[Exercise] Determine how many lines in the records below contain the word "stone". Reply with the number alone.
** Begin **
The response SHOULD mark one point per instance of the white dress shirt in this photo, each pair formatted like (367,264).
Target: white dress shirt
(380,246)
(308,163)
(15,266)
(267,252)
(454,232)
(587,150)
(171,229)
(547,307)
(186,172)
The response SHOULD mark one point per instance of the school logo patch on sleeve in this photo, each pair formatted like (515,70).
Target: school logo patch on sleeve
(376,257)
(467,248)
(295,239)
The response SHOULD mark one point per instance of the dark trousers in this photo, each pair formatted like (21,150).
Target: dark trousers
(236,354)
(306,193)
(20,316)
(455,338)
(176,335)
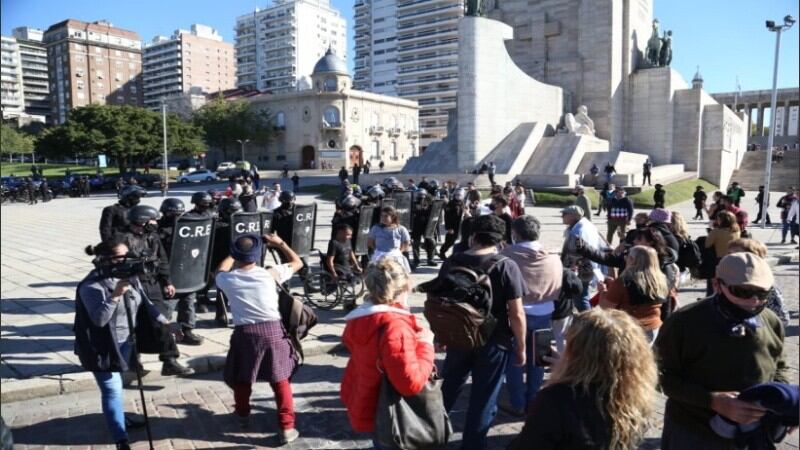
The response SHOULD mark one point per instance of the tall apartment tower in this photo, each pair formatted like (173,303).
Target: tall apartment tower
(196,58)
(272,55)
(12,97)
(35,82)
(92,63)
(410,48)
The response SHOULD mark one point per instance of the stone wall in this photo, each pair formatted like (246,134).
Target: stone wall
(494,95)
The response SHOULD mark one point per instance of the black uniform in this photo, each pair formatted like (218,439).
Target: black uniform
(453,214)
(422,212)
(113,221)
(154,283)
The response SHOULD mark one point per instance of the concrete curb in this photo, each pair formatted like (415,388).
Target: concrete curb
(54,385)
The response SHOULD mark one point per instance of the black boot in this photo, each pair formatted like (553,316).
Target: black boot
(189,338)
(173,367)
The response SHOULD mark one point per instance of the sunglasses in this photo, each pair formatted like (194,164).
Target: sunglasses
** End **
** Begin **
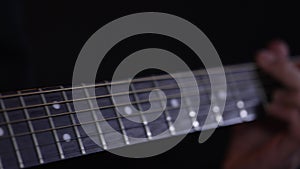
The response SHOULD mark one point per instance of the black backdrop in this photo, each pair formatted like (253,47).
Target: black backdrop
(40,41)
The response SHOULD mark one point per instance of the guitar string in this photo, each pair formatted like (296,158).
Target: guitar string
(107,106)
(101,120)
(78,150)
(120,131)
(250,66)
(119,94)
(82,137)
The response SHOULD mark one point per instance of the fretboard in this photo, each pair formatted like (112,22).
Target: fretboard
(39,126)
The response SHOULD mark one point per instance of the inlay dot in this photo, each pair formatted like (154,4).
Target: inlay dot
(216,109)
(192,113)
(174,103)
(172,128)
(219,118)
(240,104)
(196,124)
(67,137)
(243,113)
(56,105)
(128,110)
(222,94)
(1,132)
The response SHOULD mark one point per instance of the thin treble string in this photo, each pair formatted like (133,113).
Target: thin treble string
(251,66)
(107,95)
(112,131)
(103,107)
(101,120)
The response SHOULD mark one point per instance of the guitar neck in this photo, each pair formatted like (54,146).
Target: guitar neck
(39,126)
** End **
[Full output] 2